Aufgabe 1: Wie viele Besucherinnen und Besucher werden laut dem Bericht über die Jazz Night Zug jeweils gezählt?
Aufgabe 2: Formatiere die Zeilen der Datensätze von der Zeile mit „For the scoring pass, find every instance of the security“ bis zur Zeile mit „[[556, 477], [438, 482]]“, beide eingeschlossen, als JSON-Liste von Strings mit einem Eintrag pro Zeile und ohne Leerzeilen.

Von Regentropfen und Schweissperlen
Musik
Der gemeinnützige Verein Jazz Night Zug belebte zum 30. Mal die Zuger Altstadt – und brachte die Menschen zum Tanzen.
Zug – Da sind sie. Ohne Hemmungen und Regenschutz tanzen sie, als gäbe es kein Morgen. Das gewaltige Gewitter steigert ihre Stimmung nur noch. Die eben angezündeten Zigaretten scheinen gegen Nässe immun zu sein.
Sie, das ist die kleine Menschentraube vor der Bühne, welche die von den Musikerinnen und Musikern ausgehende Energie aufnimmt und an die restlichen Zuschauer weiterleitet. Diese betrachten interessiert das musikalische Kaleidoskop, das sich auf der Bühne immer schneller zu drehen beginnt – aber aus sicherer Entfernung unter dem nächsten Zelt.
Es sind viele, die sich die Jazz Night Zug am Donnerstag und Freitag in den Terminkalender eingetragen haben. Der gleichnamige Verein veranstaltet das Spektakel dieses Jahr zum 30. Mal. Was laut Website der Veranstalter mit einer improvisierten Bühne begann, hat sich zu einem zweitägigen Jazz-Festival entwickelt mit mehreren Bühnen in der Zuger Altstadt. Das Interesse ist riesig – gezählt werden jeweils bis zu 9000 Besucherinnen und Besucher.

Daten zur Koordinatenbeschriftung
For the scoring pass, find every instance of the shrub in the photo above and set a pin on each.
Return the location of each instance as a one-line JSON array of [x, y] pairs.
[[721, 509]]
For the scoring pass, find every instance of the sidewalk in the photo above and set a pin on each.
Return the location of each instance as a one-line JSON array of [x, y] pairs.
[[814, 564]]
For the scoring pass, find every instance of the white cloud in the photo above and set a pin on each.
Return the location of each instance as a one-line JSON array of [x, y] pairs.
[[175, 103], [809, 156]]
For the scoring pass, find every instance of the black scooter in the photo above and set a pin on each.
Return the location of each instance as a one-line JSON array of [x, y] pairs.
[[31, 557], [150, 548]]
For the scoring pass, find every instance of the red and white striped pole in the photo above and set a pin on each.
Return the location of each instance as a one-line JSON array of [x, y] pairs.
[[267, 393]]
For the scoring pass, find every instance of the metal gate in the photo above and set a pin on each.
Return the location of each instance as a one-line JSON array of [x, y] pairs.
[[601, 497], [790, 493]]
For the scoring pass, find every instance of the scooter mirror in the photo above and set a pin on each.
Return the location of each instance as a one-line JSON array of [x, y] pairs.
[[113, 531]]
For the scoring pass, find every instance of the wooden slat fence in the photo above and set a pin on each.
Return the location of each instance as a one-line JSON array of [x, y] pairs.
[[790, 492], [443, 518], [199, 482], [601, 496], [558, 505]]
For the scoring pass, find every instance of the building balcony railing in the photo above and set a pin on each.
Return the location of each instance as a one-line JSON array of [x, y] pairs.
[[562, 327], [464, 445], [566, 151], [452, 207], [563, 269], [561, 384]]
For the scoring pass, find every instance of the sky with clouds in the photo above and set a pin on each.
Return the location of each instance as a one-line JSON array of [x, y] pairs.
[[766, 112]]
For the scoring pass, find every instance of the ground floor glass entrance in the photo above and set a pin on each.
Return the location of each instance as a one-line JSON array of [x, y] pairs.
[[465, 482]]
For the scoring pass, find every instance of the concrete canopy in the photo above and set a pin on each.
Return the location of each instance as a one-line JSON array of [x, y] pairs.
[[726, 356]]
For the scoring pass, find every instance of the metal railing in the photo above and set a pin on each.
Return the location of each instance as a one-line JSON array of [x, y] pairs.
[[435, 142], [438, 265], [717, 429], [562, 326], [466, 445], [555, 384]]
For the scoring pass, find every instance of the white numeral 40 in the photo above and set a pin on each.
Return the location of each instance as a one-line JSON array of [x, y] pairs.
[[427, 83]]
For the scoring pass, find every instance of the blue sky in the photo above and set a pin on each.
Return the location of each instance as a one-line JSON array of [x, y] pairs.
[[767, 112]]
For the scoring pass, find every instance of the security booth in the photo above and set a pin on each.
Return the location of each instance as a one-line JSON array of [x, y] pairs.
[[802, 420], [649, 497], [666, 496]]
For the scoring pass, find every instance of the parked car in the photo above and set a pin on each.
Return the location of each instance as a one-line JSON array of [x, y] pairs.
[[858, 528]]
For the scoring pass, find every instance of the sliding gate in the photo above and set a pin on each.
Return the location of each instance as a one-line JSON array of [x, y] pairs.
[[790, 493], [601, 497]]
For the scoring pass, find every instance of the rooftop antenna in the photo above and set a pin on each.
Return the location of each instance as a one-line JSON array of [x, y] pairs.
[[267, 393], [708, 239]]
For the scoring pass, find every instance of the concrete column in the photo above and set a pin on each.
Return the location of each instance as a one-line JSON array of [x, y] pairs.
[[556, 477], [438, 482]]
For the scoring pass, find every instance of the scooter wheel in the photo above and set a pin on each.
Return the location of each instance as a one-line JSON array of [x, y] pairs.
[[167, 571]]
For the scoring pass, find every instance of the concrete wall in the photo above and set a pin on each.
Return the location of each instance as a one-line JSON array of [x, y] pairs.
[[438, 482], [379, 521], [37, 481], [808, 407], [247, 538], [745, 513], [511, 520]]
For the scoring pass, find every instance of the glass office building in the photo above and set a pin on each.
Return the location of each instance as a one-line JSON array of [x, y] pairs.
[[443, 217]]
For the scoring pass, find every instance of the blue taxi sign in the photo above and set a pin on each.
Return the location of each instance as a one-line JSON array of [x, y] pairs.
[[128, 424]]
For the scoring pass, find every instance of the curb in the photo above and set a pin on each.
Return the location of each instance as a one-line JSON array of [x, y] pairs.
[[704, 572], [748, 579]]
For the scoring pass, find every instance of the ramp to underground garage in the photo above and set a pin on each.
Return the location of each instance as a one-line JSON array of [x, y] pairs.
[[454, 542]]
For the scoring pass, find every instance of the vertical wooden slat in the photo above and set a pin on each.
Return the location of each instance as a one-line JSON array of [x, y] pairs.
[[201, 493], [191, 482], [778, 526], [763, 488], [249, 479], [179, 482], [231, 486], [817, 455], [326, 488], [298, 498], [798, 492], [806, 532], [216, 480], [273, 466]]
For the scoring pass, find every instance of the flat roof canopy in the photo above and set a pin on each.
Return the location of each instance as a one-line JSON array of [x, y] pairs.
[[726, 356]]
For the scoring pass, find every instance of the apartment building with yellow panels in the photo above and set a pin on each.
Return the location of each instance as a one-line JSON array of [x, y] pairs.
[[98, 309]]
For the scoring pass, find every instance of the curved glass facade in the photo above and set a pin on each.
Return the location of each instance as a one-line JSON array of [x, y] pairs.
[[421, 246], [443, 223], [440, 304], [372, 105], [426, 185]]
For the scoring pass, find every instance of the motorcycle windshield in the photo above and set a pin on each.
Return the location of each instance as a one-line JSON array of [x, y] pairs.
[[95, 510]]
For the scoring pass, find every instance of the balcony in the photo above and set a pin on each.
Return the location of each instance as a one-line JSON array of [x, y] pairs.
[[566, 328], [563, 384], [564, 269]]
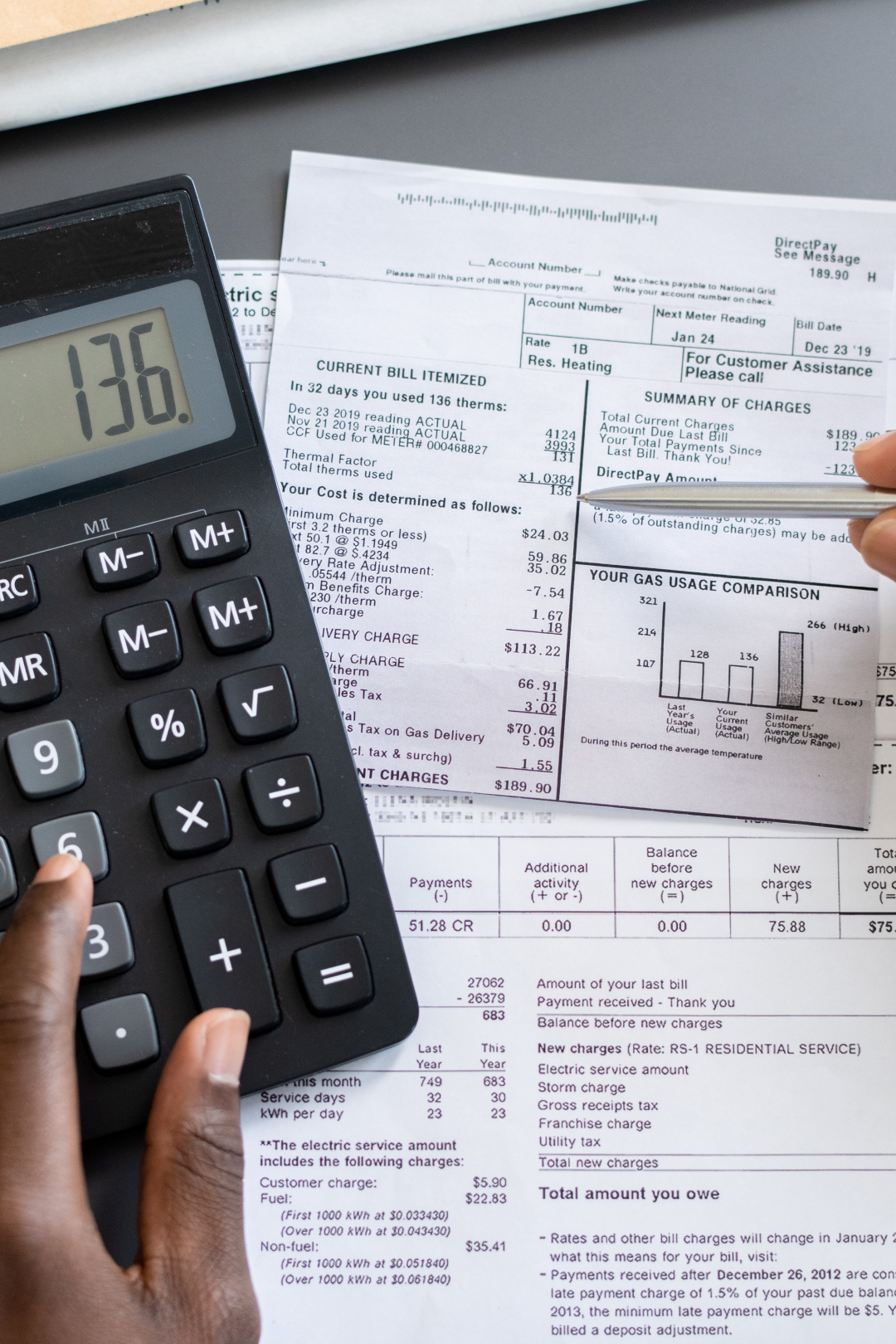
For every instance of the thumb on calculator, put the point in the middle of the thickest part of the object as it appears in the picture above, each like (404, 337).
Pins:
(190, 1283)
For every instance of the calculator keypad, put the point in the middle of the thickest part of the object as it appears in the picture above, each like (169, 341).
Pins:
(28, 672)
(218, 932)
(234, 616)
(17, 590)
(284, 795)
(113, 565)
(258, 704)
(80, 835)
(212, 539)
(46, 760)
(192, 817)
(108, 947)
(121, 1032)
(168, 728)
(143, 639)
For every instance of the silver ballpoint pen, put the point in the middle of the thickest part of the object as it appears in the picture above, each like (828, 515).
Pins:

Endergebnis 1: Bis zu 9000.

Endergebnis 2:
[
  "For the scoring pass, find every instance of the security booth in the photo above and set a pin on each.",
  "Return the location of each instance as a one-line JSON array of [x, y] pairs.",
  "[[802, 420], [649, 497], [666, 496]]",
  "For the scoring pass, find every instance of the parked car in the photo above and set a pin on each.",
  "Return the location of each instance as a one-line JSON array of [x, y] pairs.",
  "[[858, 528]]",
  "For the scoring pass, find every instance of the sliding gate in the photo above and set a pin on each.",
  "Return the location of each instance as a one-line JSON array of [x, y] pairs.",
  "[[790, 493], [601, 497]]",
  "For the scoring pass, find every instance of the rooftop antenna in the photo above and set a pin on each.",
  "Return the location of each instance as a one-line JSON array of [x, y] pairs.",
  "[[267, 393], [708, 239]]",
  "For the scoring pass, find every instance of the concrete column in the photo above and set a pin on each.",
  "Return the location of each instance as a one-line JSON array of [x, y] pairs.",
  "[[556, 477], [438, 482]]"
]